GOAL OF THE EXERCISE: Look through the data below and return each line where "mask" appears.

WORKING DATA:
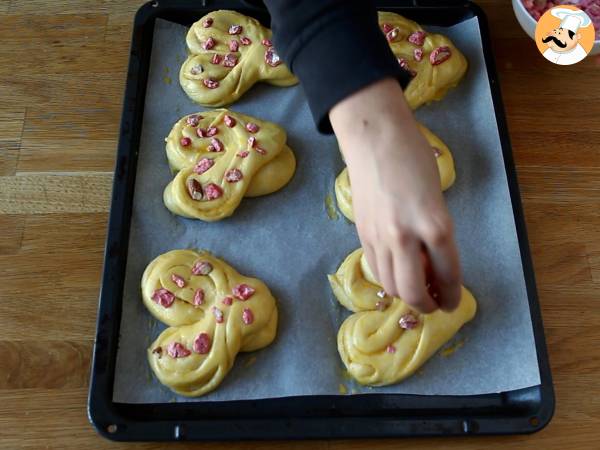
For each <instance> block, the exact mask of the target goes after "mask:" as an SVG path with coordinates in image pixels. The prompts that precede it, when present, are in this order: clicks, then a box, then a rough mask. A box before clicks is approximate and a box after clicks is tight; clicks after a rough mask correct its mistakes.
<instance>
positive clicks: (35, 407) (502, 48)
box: [0, 0, 600, 450]
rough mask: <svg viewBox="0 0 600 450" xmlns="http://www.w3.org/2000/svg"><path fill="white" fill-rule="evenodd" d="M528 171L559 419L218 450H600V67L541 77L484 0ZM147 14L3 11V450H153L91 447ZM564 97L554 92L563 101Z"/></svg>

SOLUTION TO THE EXERCISE:
For each <instance> block, the exact mask of the target goes after "mask:" as an SVG path with coordinates in image pixels. The prompts that precede it, when present, are in this order: clicks, then a box, then a rough mask. A box before clicks is approximate and a box after clicks is tight; clicks after a rough mask correct its mistakes.
rough mask: <svg viewBox="0 0 600 450" xmlns="http://www.w3.org/2000/svg"><path fill="white" fill-rule="evenodd" d="M528 171L559 419L218 450H600V67L541 77L484 0ZM147 14L3 11V450H153L91 447ZM564 97L554 92L563 101Z"/></svg>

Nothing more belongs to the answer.